- EXERCISE DESCRIPTION:
Print the portion of the excerpt on DACA and administrative closures between "Administrative closures allow" and "in immigrant courts.", inclusive, reproducing it verbatim.

** Begin SOURCE EXCERPT **

Attorney General Jeff Sessions, the official who announced the rescinding of the DACA programme in September, is considering ending “administrative closures”. He launched a review of the practice this month.
Administrative closures allow undocumented individuals to stay in the country while their petitions are vetted by parties outside the immigration courts.
If Sessions ends the practice, an additional 350,000 cases will be re-opened in immigrant courts.
This would “flood the courts”, Belman said. “I don’t know what we would do handle an increase like that.”
While the Trump administration has held the status of Dreamers hostage for Trump’s border wall, Democrats are using the US federal budget to push immigration protections forward.
The deadline for a spending agreement to avert a government shutdown is January 19, the day before the first anniversary of Trump’s presidency. Any US budget agreement will require Democratic support to pass the Senate, and the Democratic leaders – with newfound leverage from a Senate seat gained in the recent Alabama special election – have said that the budget and DACA protections are linked.

** End SOURCE EXCERPT **
** Begin ENTRIES **

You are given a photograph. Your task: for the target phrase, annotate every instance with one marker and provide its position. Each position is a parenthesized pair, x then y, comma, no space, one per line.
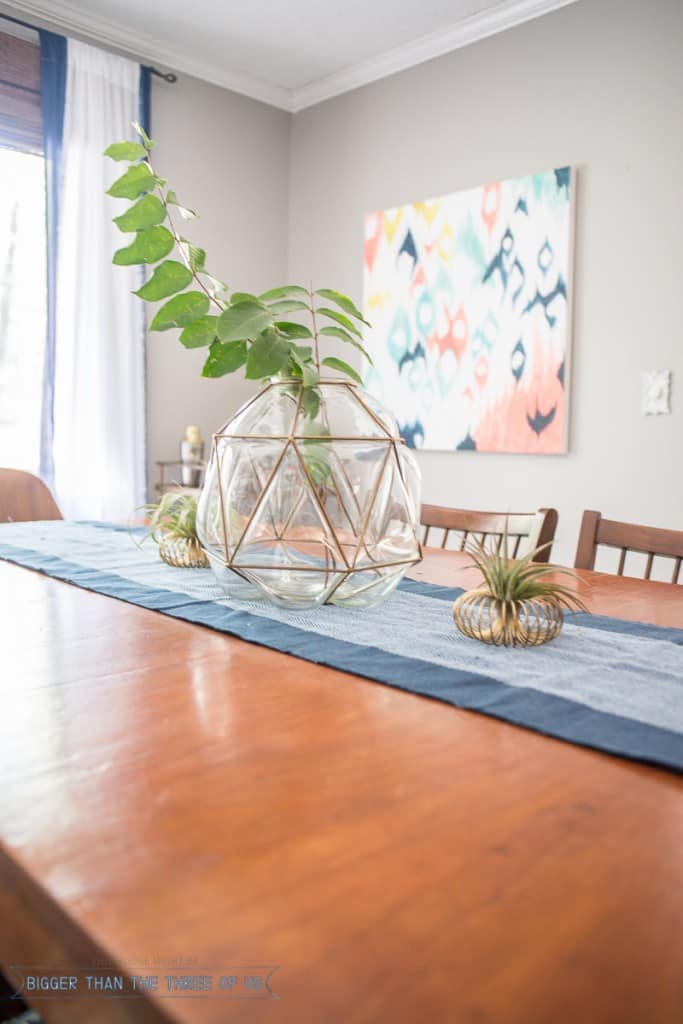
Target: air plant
(172,524)
(517,604)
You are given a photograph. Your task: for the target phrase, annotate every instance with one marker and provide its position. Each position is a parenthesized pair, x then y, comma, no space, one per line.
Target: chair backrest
(650,541)
(487,527)
(25,498)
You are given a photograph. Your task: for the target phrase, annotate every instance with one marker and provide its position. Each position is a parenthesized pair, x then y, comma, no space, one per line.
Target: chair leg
(588,537)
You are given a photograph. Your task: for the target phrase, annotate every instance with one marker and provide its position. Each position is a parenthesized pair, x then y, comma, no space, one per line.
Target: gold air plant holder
(518,605)
(172,524)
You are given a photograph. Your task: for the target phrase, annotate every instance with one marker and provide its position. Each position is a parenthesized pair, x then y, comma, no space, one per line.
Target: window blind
(20,118)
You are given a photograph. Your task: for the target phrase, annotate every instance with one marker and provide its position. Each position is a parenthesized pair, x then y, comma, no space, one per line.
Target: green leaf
(195,256)
(283,293)
(309,374)
(340,318)
(215,286)
(293,330)
(224,357)
(202,332)
(148,144)
(180,311)
(169,278)
(310,402)
(136,180)
(268,354)
(339,332)
(245,320)
(343,302)
(343,368)
(145,213)
(150,245)
(125,151)
(288,306)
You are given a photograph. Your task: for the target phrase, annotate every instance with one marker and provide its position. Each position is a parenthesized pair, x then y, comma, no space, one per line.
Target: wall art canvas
(468,296)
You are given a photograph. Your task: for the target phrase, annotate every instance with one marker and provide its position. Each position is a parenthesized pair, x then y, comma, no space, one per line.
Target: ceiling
(290,53)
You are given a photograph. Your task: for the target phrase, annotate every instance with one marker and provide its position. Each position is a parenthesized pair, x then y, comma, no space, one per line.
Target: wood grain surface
(171,795)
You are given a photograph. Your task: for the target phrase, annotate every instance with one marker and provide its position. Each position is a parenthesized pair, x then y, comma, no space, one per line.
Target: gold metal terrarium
(310,498)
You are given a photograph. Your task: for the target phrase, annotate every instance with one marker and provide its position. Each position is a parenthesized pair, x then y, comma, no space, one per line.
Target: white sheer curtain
(99,339)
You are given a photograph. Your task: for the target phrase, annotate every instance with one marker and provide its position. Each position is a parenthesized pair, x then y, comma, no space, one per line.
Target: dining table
(176,803)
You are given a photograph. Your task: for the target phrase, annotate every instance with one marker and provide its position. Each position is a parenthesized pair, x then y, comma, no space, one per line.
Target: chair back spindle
(625,537)
(536,528)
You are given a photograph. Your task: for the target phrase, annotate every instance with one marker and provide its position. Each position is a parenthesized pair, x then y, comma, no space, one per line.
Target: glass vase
(310,498)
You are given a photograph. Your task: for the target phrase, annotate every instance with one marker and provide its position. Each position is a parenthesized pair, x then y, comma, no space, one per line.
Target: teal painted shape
(484,337)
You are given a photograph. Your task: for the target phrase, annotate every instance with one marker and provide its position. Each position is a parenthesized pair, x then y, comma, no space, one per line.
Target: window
(23,254)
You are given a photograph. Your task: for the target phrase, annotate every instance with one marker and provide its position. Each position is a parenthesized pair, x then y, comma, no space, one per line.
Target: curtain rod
(167,76)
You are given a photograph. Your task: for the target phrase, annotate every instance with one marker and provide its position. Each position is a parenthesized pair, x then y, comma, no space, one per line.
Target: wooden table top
(172,794)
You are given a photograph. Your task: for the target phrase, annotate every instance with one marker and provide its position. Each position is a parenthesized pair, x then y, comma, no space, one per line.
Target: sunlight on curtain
(23,306)
(99,339)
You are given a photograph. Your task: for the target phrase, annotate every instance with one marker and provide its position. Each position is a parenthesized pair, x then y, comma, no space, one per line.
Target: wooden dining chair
(24,498)
(488,527)
(651,541)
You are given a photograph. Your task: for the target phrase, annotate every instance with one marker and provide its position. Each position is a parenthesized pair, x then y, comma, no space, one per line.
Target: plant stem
(312,316)
(176,238)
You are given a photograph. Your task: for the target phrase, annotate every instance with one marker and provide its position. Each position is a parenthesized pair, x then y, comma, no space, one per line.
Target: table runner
(604,683)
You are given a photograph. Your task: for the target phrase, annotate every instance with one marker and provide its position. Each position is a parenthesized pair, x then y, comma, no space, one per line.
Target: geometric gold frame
(356,554)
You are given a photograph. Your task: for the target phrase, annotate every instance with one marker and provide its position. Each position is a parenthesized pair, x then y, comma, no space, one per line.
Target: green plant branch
(212,297)
(312,318)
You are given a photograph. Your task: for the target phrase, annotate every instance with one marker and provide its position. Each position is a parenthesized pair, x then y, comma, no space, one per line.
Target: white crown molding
(93,28)
(470,30)
(63,15)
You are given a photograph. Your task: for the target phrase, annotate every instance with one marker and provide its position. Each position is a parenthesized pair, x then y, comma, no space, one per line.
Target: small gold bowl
(509,624)
(183,553)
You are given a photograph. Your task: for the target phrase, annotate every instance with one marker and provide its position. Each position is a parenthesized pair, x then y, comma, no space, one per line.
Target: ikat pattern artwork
(468,298)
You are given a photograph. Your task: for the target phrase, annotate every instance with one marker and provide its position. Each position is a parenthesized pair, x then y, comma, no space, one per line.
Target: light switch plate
(656,392)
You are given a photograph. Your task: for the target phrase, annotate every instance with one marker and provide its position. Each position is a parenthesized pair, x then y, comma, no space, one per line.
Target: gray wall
(599,85)
(226,157)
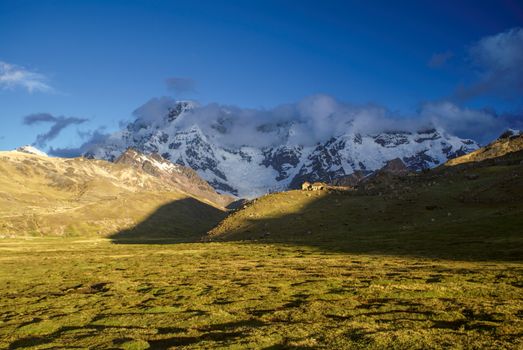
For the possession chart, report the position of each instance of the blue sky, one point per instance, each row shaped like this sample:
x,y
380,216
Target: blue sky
x,y
92,63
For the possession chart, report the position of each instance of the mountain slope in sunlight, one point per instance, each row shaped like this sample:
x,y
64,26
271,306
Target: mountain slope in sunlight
x,y
452,211
40,195
509,142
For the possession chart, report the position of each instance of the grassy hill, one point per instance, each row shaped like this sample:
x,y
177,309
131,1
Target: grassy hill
x,y
42,196
424,261
468,211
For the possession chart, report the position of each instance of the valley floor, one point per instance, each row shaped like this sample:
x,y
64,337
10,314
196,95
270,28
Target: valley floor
x,y
65,293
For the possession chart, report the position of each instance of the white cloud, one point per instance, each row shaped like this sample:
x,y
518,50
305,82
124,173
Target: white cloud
x,y
499,63
13,76
318,118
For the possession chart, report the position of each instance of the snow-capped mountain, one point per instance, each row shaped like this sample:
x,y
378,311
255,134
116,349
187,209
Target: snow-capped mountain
x,y
226,145
31,150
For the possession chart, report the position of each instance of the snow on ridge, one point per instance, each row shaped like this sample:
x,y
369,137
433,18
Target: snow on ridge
x,y
249,171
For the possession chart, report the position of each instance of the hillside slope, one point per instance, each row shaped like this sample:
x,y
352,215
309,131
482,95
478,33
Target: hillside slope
x,y
458,212
79,197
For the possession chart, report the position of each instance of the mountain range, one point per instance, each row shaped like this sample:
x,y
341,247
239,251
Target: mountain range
x,y
180,132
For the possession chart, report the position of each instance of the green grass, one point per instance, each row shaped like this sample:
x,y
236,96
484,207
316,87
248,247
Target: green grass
x,y
59,293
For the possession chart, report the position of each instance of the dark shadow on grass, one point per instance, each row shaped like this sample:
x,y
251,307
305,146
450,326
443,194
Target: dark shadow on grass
x,y
444,213
184,220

** End ENTRIES **

- ANSWER TO THIS TASK:
Administrative closures allow undocumented individuals to stay in the country while their petitions are vetted by parties outside the immigration courts.
If Sessions ends the practice, an additional 350,000 cases will be re-opened in immigrant courts.